BEGIN Data for the task

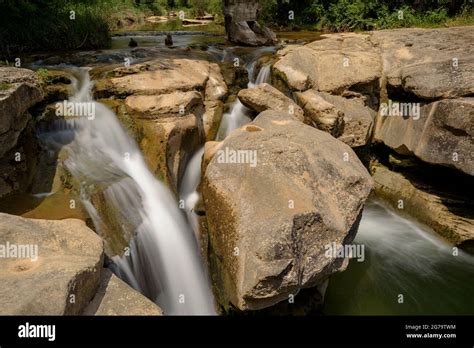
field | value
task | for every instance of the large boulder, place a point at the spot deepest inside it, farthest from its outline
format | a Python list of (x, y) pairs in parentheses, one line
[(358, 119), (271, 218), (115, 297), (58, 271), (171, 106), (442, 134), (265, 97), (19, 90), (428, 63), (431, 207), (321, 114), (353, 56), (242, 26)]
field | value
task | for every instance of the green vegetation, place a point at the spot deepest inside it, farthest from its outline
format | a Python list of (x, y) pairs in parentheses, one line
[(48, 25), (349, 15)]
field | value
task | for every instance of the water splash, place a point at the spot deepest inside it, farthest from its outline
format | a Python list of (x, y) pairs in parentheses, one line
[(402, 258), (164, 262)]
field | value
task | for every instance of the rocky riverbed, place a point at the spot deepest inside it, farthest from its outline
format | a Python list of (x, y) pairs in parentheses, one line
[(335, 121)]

END Data for the task
BEGIN Data for the task

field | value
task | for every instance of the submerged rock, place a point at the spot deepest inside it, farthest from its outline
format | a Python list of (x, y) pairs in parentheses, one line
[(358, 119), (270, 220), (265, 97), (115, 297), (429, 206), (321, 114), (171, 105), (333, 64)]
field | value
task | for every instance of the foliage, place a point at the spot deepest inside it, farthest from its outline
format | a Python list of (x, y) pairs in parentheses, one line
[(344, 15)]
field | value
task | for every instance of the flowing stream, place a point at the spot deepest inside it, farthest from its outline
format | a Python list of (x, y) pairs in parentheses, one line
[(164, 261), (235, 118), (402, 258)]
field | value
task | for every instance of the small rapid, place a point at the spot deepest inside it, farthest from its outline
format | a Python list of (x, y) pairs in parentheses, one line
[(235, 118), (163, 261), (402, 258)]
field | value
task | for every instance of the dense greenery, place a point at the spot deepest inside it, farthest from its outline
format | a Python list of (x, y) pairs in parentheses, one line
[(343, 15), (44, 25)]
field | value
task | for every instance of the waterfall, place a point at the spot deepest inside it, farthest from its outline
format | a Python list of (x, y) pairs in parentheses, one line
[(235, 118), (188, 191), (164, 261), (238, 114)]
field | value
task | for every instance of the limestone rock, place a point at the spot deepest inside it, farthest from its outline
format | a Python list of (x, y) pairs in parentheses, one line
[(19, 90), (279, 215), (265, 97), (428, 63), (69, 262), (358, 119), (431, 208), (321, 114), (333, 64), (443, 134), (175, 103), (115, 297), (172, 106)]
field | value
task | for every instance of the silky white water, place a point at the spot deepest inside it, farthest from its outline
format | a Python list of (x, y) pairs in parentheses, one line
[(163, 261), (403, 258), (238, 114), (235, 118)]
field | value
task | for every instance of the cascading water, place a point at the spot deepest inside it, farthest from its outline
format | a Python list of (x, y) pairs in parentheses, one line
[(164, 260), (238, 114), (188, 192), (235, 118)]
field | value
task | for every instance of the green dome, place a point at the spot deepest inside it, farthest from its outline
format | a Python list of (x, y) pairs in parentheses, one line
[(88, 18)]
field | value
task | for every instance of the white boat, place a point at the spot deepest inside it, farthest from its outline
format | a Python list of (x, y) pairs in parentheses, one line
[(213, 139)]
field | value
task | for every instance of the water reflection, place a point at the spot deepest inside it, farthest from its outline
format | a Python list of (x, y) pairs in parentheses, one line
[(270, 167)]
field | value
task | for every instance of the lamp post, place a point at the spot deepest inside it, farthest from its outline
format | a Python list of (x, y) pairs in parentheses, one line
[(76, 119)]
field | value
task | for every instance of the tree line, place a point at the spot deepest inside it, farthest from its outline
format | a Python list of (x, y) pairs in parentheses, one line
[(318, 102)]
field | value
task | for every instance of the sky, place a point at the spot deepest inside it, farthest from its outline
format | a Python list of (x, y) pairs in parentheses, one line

END Data for the task
BEGIN Data for the task

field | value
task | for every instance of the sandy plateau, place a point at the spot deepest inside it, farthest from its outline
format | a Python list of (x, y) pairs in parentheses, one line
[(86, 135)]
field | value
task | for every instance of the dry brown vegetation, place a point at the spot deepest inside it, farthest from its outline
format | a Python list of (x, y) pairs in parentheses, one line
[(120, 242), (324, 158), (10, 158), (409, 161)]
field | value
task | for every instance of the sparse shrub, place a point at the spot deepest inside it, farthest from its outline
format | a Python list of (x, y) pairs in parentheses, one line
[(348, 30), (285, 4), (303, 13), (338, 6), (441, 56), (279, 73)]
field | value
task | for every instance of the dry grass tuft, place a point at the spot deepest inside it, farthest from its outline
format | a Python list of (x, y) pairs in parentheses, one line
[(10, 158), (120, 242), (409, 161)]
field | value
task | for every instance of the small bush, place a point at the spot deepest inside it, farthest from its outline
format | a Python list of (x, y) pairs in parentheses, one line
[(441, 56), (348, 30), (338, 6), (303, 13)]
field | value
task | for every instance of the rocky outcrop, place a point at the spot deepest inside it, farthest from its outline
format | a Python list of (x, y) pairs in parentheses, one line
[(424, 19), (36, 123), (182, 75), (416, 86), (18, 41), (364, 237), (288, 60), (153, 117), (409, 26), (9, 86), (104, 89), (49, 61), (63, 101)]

END Data for the task

= What needs to be done =
Within the data, how many lines hold the word "white"? State the number alone.

= Exercise output =
2